(Dataset rows showing where objects appear)
"""

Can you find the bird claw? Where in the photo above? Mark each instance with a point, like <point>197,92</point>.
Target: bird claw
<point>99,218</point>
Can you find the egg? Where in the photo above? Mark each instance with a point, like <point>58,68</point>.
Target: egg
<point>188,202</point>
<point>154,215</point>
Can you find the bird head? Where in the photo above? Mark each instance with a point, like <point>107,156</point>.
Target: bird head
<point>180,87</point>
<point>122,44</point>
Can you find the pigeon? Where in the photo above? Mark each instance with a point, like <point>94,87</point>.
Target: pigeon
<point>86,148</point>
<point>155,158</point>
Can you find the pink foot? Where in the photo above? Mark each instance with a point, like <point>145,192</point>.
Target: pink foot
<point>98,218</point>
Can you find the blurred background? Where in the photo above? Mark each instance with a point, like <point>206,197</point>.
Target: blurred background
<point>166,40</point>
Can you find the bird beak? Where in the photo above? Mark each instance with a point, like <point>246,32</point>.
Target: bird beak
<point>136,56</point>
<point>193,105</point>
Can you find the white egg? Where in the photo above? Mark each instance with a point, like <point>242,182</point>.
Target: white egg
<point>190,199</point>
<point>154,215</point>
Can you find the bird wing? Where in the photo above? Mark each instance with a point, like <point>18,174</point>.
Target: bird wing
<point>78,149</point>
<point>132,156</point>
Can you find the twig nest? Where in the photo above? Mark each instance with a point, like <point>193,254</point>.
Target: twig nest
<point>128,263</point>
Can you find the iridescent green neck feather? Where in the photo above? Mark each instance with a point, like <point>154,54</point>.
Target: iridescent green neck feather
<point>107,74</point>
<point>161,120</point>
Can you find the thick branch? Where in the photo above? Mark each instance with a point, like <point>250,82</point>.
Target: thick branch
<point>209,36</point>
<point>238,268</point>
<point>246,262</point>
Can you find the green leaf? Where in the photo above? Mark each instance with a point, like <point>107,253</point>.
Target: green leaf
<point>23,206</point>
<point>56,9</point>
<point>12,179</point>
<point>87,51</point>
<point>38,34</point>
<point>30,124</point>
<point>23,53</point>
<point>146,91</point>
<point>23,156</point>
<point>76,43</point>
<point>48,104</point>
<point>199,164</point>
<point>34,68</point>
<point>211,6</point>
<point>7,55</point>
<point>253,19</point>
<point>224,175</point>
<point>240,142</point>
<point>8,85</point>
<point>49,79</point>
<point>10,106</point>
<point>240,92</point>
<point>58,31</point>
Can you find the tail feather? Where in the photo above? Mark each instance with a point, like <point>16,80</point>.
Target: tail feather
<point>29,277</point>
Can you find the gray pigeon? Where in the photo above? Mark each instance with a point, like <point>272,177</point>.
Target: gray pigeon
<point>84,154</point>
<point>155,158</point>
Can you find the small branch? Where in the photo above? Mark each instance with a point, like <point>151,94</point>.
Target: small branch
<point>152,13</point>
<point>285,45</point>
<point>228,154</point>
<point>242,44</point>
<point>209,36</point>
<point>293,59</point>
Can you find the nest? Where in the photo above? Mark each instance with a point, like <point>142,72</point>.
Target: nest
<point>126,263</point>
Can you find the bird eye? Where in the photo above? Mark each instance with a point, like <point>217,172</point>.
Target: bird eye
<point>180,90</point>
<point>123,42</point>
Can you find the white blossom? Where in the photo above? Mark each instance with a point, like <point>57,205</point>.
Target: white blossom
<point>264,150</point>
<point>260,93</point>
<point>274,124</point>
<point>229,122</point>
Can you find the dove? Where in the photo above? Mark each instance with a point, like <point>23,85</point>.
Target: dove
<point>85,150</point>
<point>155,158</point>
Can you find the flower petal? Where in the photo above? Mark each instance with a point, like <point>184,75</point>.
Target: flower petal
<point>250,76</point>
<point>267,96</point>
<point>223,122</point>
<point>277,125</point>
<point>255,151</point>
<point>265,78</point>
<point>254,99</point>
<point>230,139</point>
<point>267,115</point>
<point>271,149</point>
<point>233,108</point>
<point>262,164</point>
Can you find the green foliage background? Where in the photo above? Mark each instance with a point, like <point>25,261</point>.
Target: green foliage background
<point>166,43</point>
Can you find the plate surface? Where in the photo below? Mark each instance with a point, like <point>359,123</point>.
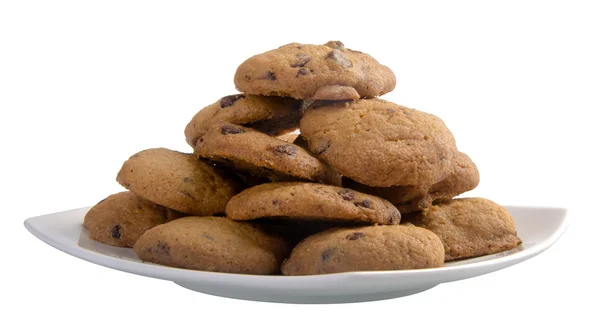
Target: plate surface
<point>538,227</point>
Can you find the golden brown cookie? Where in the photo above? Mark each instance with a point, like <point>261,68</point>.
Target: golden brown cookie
<point>214,244</point>
<point>463,177</point>
<point>290,137</point>
<point>379,143</point>
<point>270,115</point>
<point>178,181</point>
<point>470,227</point>
<point>310,202</point>
<point>373,248</point>
<point>314,72</point>
<point>259,155</point>
<point>121,219</point>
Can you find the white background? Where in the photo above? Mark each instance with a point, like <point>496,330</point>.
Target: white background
<point>83,86</point>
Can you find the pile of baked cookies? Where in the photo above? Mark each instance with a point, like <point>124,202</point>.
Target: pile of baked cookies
<point>367,184</point>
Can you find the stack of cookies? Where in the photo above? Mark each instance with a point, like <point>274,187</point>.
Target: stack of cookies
<point>366,184</point>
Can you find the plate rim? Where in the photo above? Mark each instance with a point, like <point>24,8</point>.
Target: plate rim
<point>179,274</point>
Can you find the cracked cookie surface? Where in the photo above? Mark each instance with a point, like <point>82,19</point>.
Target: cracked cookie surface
<point>379,143</point>
<point>373,248</point>
<point>178,181</point>
<point>470,227</point>
<point>270,115</point>
<point>214,244</point>
<point>262,156</point>
<point>463,177</point>
<point>120,219</point>
<point>310,202</point>
<point>314,72</point>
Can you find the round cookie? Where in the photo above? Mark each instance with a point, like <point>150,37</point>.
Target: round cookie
<point>262,156</point>
<point>379,143</point>
<point>374,248</point>
<point>121,219</point>
<point>308,202</point>
<point>314,72</point>
<point>463,177</point>
<point>290,137</point>
<point>214,244</point>
<point>178,181</point>
<point>470,227</point>
<point>270,115</point>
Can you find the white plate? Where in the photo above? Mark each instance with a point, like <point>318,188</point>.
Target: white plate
<point>538,227</point>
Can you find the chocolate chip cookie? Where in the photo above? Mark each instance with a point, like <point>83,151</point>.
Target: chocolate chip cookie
<point>463,177</point>
<point>290,137</point>
<point>263,156</point>
<point>373,248</point>
<point>470,227</point>
<point>121,219</point>
<point>214,244</point>
<point>314,72</point>
<point>310,202</point>
<point>178,181</point>
<point>379,143</point>
<point>270,115</point>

"""

**DO THIS:** Edit all of the material above by changing every "Target" to "Label" and keeping everything else the same. Leave the pictures out of your answer.

**RESULT:**
Can you find the bird claw? Where in the photo above? Mark each instance with a point, like <point>197,92</point>.
Label: bird claw
<point>99,218</point>
Can you find the egg? Where in the photo above? Mark each instance with a point, like <point>58,68</point>.
Label: egg
<point>188,202</point>
<point>154,215</point>
Can you find the bird head? Where in the photo above? Mark each instance with a point, like <point>107,156</point>.
Label: bird head
<point>180,87</point>
<point>122,44</point>
Can you find the pigeon? Where in the photo above? Mark each instance with a point, like <point>94,87</point>.
Label: pigeon
<point>86,148</point>
<point>155,158</point>
Can you find the pink foot? Where in the photo above? Mark each instance with a point, like <point>145,192</point>.
Label: pink foot
<point>98,218</point>
Can you find the blurred background? Where in the photo above? Mark each instance with a point, like <point>206,197</point>.
Label: blurred background
<point>166,40</point>
Can you find the bird beak? Where in the photo above? Mark each instance with a point, like <point>246,32</point>.
Label: bird beak
<point>136,56</point>
<point>193,105</point>
Can you find the white egg? Where in the photo above? Mark each instance with a point, like <point>242,182</point>.
Label: white egg
<point>190,199</point>
<point>154,215</point>
Can you find the bird wing? Where in the photo above? Mark each instance with a point, like <point>18,174</point>.
Label: bird wing
<point>78,149</point>
<point>132,156</point>
Can you find the twig nest? Where in the photo above? Mark each instance with a point, like <point>193,254</point>.
Label: twig nest
<point>128,263</point>
Can you find the iridescent green neck feather? Where in the photo above? Mark each instance with a point, like <point>154,54</point>.
Label: iridescent green neck feather
<point>107,74</point>
<point>161,120</point>
Can you find the thick branch? Where in the photo above? Mark each instance with a point, like <point>250,82</point>.
Label: thick branch
<point>209,36</point>
<point>238,268</point>
<point>246,262</point>
Can you find the green leaf? Where in the photo above? Mark each instance with a point, like <point>107,253</point>.
Label: green leaf
<point>23,206</point>
<point>56,9</point>
<point>12,179</point>
<point>87,51</point>
<point>38,34</point>
<point>30,124</point>
<point>23,53</point>
<point>146,91</point>
<point>23,156</point>
<point>76,43</point>
<point>48,104</point>
<point>199,164</point>
<point>34,68</point>
<point>211,6</point>
<point>7,55</point>
<point>253,19</point>
<point>224,175</point>
<point>240,142</point>
<point>8,85</point>
<point>49,79</point>
<point>10,106</point>
<point>240,92</point>
<point>58,31</point>
Can you find the tail feather? Where in the photo above? Mark each instance with a point, like <point>16,80</point>.
Label: tail feather
<point>29,277</point>
Can you find the gray pigeon? Where in the photo above? Mark each instance with a point, like <point>272,177</point>.
Label: gray pigeon
<point>84,154</point>
<point>155,158</point>
Can you find the small branch? Where in the photo above? Mark each instance with a point, like <point>151,94</point>.
Label: small branch
<point>152,13</point>
<point>285,45</point>
<point>228,154</point>
<point>242,44</point>
<point>209,36</point>
<point>293,59</point>
Can you find the nest? Where in the photo above? Mark each instance with a point, like <point>142,72</point>.
Label: nest
<point>126,263</point>
Can you find the bird eye? Where in the photo above? Mark each instance with a point, like <point>217,172</point>.
Label: bird eye
<point>180,90</point>
<point>123,42</point>
Can you find the white blossom? Where in the photo above? Mark each instance with a point, like <point>57,205</point>.
Label: white blossom
<point>264,150</point>
<point>260,93</point>
<point>274,124</point>
<point>229,122</point>
Can you find the dove? Where in the photo above? Mark each instance with a point, like <point>23,85</point>.
Label: dove
<point>85,150</point>
<point>155,158</point>
Can you find the flower petal? Where in the photo above? Mark each instance with a point, like <point>184,75</point>.
Label: flower petal
<point>250,76</point>
<point>267,96</point>
<point>223,122</point>
<point>277,125</point>
<point>255,151</point>
<point>265,78</point>
<point>254,99</point>
<point>230,139</point>
<point>267,115</point>
<point>271,149</point>
<point>233,108</point>
<point>262,164</point>
Can you find the green foliage background? Where in the photo above? Mark each instance with a point, like <point>25,261</point>.
Label: green foliage background
<point>166,43</point>
Can you find the plate surface? Where in the photo below? Mark each instance with a point, like <point>359,123</point>.
Label: plate surface
<point>538,227</point>
Can you find the golden brown cookie? Where in the photo above? Mark each instance with a point, like <point>261,68</point>.
Label: golden brown cookie
<point>214,244</point>
<point>463,177</point>
<point>290,137</point>
<point>379,143</point>
<point>270,115</point>
<point>178,181</point>
<point>470,227</point>
<point>310,202</point>
<point>373,248</point>
<point>314,72</point>
<point>259,155</point>
<point>121,219</point>
Can you find the white background? Where in the photo above? Mark each instance with a point, like <point>496,330</point>.
Label: white background
<point>83,86</point>
Can you find the pile of baked cookies? Where in the photo above? Mark each instance with a point, like <point>124,202</point>.
Label: pile of baked cookies
<point>367,184</point>
Can you find the stack of cookies? Where in the photo above? Mark each instance with a point, like <point>274,187</point>.
Label: stack of cookies
<point>366,184</point>
Can you find the plate rim? Where in the photo above? Mark each instance with a point, like <point>24,8</point>.
Label: plate rim
<point>179,274</point>
Can you find the cracked cookie surface? Where in the photo above? Mark each instance with a point, like <point>82,19</point>.
Label: cracked cookie surface
<point>379,143</point>
<point>373,248</point>
<point>178,181</point>
<point>470,227</point>
<point>270,115</point>
<point>214,244</point>
<point>262,156</point>
<point>463,177</point>
<point>120,219</point>
<point>310,202</point>
<point>314,72</point>
Can you find the round cookie? Where in the photo above? Mark each instance with a point, like <point>150,37</point>.
Label: round cookie
<point>262,156</point>
<point>379,143</point>
<point>374,248</point>
<point>121,219</point>
<point>308,202</point>
<point>314,72</point>
<point>463,177</point>
<point>290,137</point>
<point>214,244</point>
<point>178,181</point>
<point>470,227</point>
<point>270,115</point>
Can you find the white plate? Where in the photo above? Mark each instance with a point, like <point>318,188</point>.
Label: white plate
<point>538,227</point>
Can you find the chocolate chip cookie? Where in the photo above? Mark each instance with a point, like <point>83,151</point>.
Label: chocolate chip cookie
<point>463,177</point>
<point>290,137</point>
<point>263,156</point>
<point>373,248</point>
<point>470,227</point>
<point>121,219</point>
<point>214,244</point>
<point>314,72</point>
<point>310,202</point>
<point>178,181</point>
<point>379,143</point>
<point>270,115</point>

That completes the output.